**Natural-language object grounding data**:
##############################
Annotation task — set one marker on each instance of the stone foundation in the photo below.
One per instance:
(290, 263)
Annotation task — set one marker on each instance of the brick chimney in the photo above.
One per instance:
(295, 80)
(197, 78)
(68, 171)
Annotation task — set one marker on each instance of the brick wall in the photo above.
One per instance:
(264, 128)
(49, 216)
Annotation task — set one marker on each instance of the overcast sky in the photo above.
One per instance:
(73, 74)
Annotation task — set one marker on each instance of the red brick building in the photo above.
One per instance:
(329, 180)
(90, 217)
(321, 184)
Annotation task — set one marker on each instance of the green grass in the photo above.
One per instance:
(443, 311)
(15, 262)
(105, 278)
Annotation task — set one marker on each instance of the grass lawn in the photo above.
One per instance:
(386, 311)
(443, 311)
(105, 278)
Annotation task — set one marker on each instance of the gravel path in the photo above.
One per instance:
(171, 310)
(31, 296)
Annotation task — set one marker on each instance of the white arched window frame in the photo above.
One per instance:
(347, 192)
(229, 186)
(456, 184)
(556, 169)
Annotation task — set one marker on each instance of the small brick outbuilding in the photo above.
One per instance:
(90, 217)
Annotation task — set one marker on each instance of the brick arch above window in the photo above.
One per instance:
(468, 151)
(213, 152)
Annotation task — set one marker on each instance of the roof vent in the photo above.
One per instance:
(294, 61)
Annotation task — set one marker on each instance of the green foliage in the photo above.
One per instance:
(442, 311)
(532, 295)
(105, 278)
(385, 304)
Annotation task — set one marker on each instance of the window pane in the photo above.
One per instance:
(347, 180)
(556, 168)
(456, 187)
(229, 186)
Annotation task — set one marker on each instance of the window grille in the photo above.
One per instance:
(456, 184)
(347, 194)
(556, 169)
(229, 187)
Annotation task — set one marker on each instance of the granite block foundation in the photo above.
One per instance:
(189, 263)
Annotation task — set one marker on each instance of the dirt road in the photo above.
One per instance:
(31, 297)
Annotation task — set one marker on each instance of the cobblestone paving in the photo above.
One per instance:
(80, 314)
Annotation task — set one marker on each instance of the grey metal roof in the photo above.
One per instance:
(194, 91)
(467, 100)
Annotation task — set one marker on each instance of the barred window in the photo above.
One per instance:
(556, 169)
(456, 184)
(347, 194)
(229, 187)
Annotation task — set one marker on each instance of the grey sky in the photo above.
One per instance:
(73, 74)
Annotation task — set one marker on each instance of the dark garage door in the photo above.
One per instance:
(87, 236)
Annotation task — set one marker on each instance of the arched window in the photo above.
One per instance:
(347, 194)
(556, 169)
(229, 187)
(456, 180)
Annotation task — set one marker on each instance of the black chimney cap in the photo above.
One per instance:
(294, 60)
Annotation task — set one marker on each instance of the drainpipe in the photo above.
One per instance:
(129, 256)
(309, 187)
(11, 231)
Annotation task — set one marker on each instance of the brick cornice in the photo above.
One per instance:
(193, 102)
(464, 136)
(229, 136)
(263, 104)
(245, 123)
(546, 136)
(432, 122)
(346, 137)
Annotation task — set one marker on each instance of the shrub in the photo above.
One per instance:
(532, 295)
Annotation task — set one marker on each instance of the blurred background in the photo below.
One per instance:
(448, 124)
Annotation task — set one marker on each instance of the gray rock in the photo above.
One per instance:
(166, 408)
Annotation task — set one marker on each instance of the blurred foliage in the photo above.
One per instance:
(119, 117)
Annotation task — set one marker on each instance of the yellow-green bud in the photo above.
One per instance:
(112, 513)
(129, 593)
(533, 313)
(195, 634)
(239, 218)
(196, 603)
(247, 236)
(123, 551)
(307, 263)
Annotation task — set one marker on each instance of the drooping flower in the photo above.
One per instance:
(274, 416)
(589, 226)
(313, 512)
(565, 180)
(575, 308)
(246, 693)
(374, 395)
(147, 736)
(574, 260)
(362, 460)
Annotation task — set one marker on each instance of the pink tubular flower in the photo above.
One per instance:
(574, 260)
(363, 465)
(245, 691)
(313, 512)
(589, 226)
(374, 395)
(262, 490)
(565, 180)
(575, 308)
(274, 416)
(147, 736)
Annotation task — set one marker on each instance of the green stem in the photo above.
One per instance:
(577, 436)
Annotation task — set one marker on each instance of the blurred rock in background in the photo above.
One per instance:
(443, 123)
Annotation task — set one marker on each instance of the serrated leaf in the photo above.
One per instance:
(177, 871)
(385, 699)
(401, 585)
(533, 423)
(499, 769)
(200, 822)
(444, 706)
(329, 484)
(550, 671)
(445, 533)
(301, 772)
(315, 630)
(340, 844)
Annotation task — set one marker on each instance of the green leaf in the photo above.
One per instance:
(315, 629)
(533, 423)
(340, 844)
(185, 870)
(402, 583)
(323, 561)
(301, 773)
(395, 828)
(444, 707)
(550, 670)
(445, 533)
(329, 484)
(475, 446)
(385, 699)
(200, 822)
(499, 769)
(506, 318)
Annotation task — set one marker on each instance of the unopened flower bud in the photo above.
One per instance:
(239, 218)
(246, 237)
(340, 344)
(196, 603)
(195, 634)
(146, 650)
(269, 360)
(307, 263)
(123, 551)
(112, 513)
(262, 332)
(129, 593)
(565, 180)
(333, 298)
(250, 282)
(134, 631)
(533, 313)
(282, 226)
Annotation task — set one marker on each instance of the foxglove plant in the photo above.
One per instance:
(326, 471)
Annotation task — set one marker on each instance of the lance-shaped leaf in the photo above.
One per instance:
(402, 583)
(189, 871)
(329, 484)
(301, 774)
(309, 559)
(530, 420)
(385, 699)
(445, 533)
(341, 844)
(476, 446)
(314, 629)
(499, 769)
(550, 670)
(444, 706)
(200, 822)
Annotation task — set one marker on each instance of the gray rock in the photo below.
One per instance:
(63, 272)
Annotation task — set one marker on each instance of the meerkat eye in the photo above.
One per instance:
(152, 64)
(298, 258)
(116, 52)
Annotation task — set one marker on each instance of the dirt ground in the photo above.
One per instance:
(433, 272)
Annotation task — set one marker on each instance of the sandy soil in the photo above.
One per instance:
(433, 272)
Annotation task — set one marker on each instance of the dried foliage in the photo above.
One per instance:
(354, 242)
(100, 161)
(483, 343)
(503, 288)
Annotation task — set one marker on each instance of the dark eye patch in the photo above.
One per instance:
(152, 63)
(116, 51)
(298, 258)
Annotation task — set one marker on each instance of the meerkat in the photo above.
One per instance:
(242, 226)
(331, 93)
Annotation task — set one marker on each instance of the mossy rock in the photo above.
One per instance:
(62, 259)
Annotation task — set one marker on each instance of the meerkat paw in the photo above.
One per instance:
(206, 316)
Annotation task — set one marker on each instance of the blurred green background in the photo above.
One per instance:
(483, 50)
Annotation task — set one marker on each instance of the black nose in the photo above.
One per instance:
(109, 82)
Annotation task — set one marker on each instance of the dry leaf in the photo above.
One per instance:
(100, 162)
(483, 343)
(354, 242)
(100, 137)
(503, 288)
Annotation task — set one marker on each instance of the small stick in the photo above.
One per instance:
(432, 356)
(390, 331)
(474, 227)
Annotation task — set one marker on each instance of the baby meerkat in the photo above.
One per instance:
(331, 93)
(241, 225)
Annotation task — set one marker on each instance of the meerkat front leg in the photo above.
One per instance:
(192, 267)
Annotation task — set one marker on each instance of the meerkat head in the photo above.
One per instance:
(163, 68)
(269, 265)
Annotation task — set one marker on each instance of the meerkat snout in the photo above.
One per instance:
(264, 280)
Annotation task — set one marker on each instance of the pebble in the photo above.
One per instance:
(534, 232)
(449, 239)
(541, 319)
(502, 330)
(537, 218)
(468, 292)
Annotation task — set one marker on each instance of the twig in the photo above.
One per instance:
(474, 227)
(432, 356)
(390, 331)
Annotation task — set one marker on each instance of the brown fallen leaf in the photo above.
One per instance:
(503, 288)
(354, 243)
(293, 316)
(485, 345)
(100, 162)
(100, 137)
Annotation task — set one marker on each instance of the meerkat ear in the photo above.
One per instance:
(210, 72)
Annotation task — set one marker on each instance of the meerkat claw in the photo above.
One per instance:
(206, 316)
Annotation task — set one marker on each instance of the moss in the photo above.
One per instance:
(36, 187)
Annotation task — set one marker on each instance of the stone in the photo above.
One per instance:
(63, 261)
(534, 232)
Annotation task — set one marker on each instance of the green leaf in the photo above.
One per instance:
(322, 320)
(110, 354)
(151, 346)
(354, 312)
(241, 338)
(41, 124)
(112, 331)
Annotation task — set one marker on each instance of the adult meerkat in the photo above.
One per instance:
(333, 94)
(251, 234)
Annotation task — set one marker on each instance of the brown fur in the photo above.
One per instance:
##############################
**Work request**:
When the line containing "road in the photo above." is reached, include it and stop. Until then, output each line of the entries exactly as given, starting from the first.

**Solution to this problem**:
Annotation task — set one marker on each instance of the stone foundation in the photo below.
One per instance:
(290, 263)
Annotation task — set one marker on each instance of the brick chimney in the photo above.
One per instance:
(295, 80)
(197, 78)
(68, 171)
Annotation task — set one marker on each instance of the brick wall in the photo above.
One per instance:
(264, 128)
(49, 216)
Annotation task — set one marker on each instance of the overcast sky in the photo above.
One per instance:
(73, 74)
Annotation task — set one marker on each instance of the red brick building in the photo above.
One per instance:
(329, 180)
(90, 217)
(321, 184)
Annotation task — set one marker on each instance of the green grass in the photo above.
One per instance:
(443, 311)
(15, 262)
(105, 278)
Annotation task — set one marker on each instance of the grass lawn in the photo above.
One per instance:
(386, 311)
(443, 311)
(105, 278)
Annotation task — set one marker on each instance of the gravel path in the photo above.
One per instance:
(171, 310)
(31, 296)
Annotation task — set one marker on each instance of the white arched window frame in the photo above.
One per instance:
(347, 192)
(229, 186)
(456, 184)
(556, 169)
Annotation task — set one marker on each instance of the small brick outbuilding in the photo above.
One per instance:
(90, 217)
Annotation task — set one marker on each instance of the brick arch above window in the photo above.
One per instance:
(468, 151)
(213, 152)
Annotation task — set one marker on each instance of the roof vent in the photo above.
One per instance:
(294, 61)
Annotation task — set one marker on each instance of the green foliage in the photo above.
One per instance:
(442, 311)
(532, 295)
(105, 278)
(385, 304)
Annotation task — set one marker on each instance of the window pane in the photo above.
One per instance:
(347, 180)
(556, 168)
(456, 187)
(229, 186)
Annotation task — set one marker on each instance of the window grille in the photo above.
One per instance:
(456, 184)
(347, 194)
(556, 169)
(229, 187)
Annotation task — set one marker on each instance of the granite block foundation in the photo above.
One per instance:
(189, 263)
Annotation task — set one marker on each instance of the dirt road in the photo above.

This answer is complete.